* [SELECTED EXTRACT]
Great to see you here Ashleigh and want to tell you first hand I'm so glad you and Dave are ok. I'm really sorry for what your going through. I'm going to try and make it on the 22nd. Lots of good luck with all of this. You are doing an amazing job for all of us. Thank you.


----------



## AshBeeColleen

i have to close one eye to see all of you here, can;t read on the computer with both eyes open anymore. anyway.... the address is: 190 west hedding st in down town san jose, it's next to the main jail, the doors open at 9am so the line gets long, dave and i will be their early, we will be in dept 23


----------



## jorgemonkey

Glad to see you're ok, and I'm glad they caught the driver. I was actually the Photog editor at the WVC newspaper, and we were going to put something in the school newspaper but missed the deadline by a day


----------



## AshBeeColleen

*this sunday last year*

One year ago today I went to go climb Bohlman, it was a good day, nice warm, the day before I did the coast ride with Alto Velo. It was my first A-ride! I made it up Bohlman but on my way back I never made it home. Today is the one year mark! There is no way this man is sorry for what he did and Im sure he'd do it again, if he was sorry he wouldn't of hid for 11 1/2 months. I'm here and I'm alive and thats what counts, most people who get hit the way I did, do not get to ever go home, Im writing this from home. I'm that 1%. Keep this in mind and ride safe, be safe. I just want to thank everyone for their support, this is a great thing and the day he was arrested was a great day for cycling.


----------



## AntF

It's a pleasure to have updates and input from you, Ashleigh. I hope you've found relief in that they found the man who did this to you, and that you and Dave get the vindication and satisfaction you deserve during the trial. Thank you for being strong, and I hope you continue recovering.


----------



## AshBeeColleen

thank you very much. I have no other choice but to be strong, last year I learned how to fight for my life, doctors, my lawyer and others say I'm that 1% that lives after such a horrific hit, given the injuries to my head, the amount of blood that filled my skull and the swelling of my brain... not to forget all the broken bones and missing skin "roadrash" (roadrash is an understatement) I have learned just how much I want to be alive and how lucky we all are that were able to do the things we enjoy (such as ride bikes, live, learn and laugh) Im just trying to turn a tragic event into something positive, something that can help others, something maybe people can learn from. I got a phone call from a drunk and she said "your story changed the way I think, I cant do that to someone, so no more driving drunk for me, I just can't do it anymore...." so I hope in my sorrow someone can find hope, and if it can change the life of others and impact them like this then Im more than willing to share this story and not laydown and give up. I will still fight, sure it gets hard, I'm not 100%, Im not even 90% back to the way I was before April 19th of 2009 however, Im here and alive and even that 1% recovery is worth it.

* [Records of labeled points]
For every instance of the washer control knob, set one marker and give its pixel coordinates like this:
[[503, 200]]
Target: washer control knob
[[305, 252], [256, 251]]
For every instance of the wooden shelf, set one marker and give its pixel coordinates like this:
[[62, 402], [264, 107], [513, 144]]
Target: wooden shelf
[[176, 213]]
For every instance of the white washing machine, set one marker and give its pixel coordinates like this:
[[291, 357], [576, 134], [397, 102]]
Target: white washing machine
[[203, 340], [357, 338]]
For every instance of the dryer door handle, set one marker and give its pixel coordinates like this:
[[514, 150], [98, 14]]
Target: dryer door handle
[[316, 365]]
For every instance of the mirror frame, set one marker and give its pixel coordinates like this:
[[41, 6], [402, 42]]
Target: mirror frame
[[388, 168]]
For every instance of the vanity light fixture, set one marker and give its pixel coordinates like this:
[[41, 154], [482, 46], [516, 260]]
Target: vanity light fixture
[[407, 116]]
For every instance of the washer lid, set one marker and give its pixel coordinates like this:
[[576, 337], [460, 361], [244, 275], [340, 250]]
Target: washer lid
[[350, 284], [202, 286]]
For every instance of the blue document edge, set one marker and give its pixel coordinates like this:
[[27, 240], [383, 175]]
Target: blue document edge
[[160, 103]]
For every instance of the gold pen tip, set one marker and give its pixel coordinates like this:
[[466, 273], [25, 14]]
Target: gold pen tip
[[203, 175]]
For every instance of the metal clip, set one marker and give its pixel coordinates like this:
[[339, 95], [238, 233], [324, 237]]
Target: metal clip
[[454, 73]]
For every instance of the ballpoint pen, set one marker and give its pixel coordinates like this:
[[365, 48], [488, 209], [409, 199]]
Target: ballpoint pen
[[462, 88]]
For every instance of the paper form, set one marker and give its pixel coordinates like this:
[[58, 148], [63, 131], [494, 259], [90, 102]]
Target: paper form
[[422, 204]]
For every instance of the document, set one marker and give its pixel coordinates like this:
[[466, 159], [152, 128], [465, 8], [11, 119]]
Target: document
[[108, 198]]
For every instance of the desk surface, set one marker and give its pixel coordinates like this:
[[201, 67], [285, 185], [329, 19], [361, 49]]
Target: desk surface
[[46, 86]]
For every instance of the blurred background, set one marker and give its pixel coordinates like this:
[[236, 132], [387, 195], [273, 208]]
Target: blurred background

* [WRITTEN PROBLEM 1]
In the forum thread, why does AshBeeColleen think the driver is not sorry?
* [WRITTEN PROBLEM 2]
Can you write out the passage of the forum thread that opens with the words "One year ago" and closes with "day for cycling.", switching "Bohlman" to "the hill" each time it appears?
* [WRITTEN PROBLEM 3]
Could you proceed with the forum thread from where it stops?

* [RESULT 1]
If he were sorry, he would not have hidden for 11 1/2 months.

* [RESULT 2]
One year ago today I went to go climb the hill, it was a good day, nice warm, the day before I did the coast ride with Alto Velo. It was my first A-ride! I made it up the hill but on my way back I never made it home. Today is the one year mark! There is no way this man is sorry for what he did and Im sure he'd do it again, if he was sorry he wouldn't of hid for 11 1/2 months. I'm here and I'm alive and thats what counts, most people who get hit the way I did, do not get to ever go home, Im writing this from home. I'm that 1%. Keep this in mind and ride safe, be safe. I just want to thank everyone for their support, this is a great thing and the day he was arrested was a great day for cycling.

* [RESULT 3]
----------



## SystemShock

You're one tough gal, Ashleigh, and an inspiration. Keep on fighting. :thumbsup:
.


----------



## *Dude*

*God be with you*

Ashleigh,

I can read the tears in your writing's but be assured you have a much bigger family behind you. This may not be of your faith but I am a Christian and I wanted to pass this along to you:

Joshua 1:3-9 
I promise you what I promised Moses: ‘Wherever you set foot, you will be on land I have given you ... No one will be able to stand against you as long as you live. For I will be with you as I was with Moses. I will not fail you or abandon you. Be strong and courageous, for you are the one who will lead these people to possess all the land I swore to their ancestors I would give them. Be strong and very courageous. Be careful to obey all the instructions Moses gave you. Do not deviate from them, turning either to the right or to the left. Then you will be successful in everything you do. Study this Book of Instruction continually. Meditate on it day and night so you will be sure to obey everything written in it. Only then will you prosper and succeed in all you do. This is my command—be strong and courageous! Do not be afraid or discouraged. For the Lord your God is with you wherever you go. 

I am glad to know you are still with us, I will pray for you that someday we are all biking together as a family.

Take care my bike sister!

*Dude*


----------



## Art853

I wish you well with your recovery Ashleigh. 

I hope the driver doesn't try the "it was an accident" bs. Reckless driving is a choice, not an accident.


----------



## AshBeeColleen

he got a DUI on the same road that he hit me on in 2008. a year later he hits me. read this: https://4.bp.blogspot.com/_U2s1jreNJ1o/S9ScjolvG5I/AAAAAAAAAKU/veIWSa9GZc0/s1600/schiro.jpg


----------



## Art853

The article says he faces up to three years in prison if convicted of all charges. 

My understanding from a web search is that if he was drunk when he hit you, and had stopped, he would be facing a maximum of 10 years in prison. Up to four years for DUI and six years for great bodily injury.


----------



## ratpick

It was in the Mercy News this morning - the driver has a DUI record so will hopefully get the book thrown at him. Pretty good chance he was DUI when he hit Ashleigh although we'll never know for sure. I really hope he gets locked up for a long time and that it is front-page news.


----------



## snapdragen

Article in today's Murky News

http://www.mercurynews.com/ci_15017432


----------



## ratpick

snapdragen said:


> Article in today's Murky News


Good article by Patty. I had no idea that they had a lock on Schiro for so long.

Kinda funny that they keep spelling "Ashley" when "Ashleigh" is right there on her bike in the photo with the article!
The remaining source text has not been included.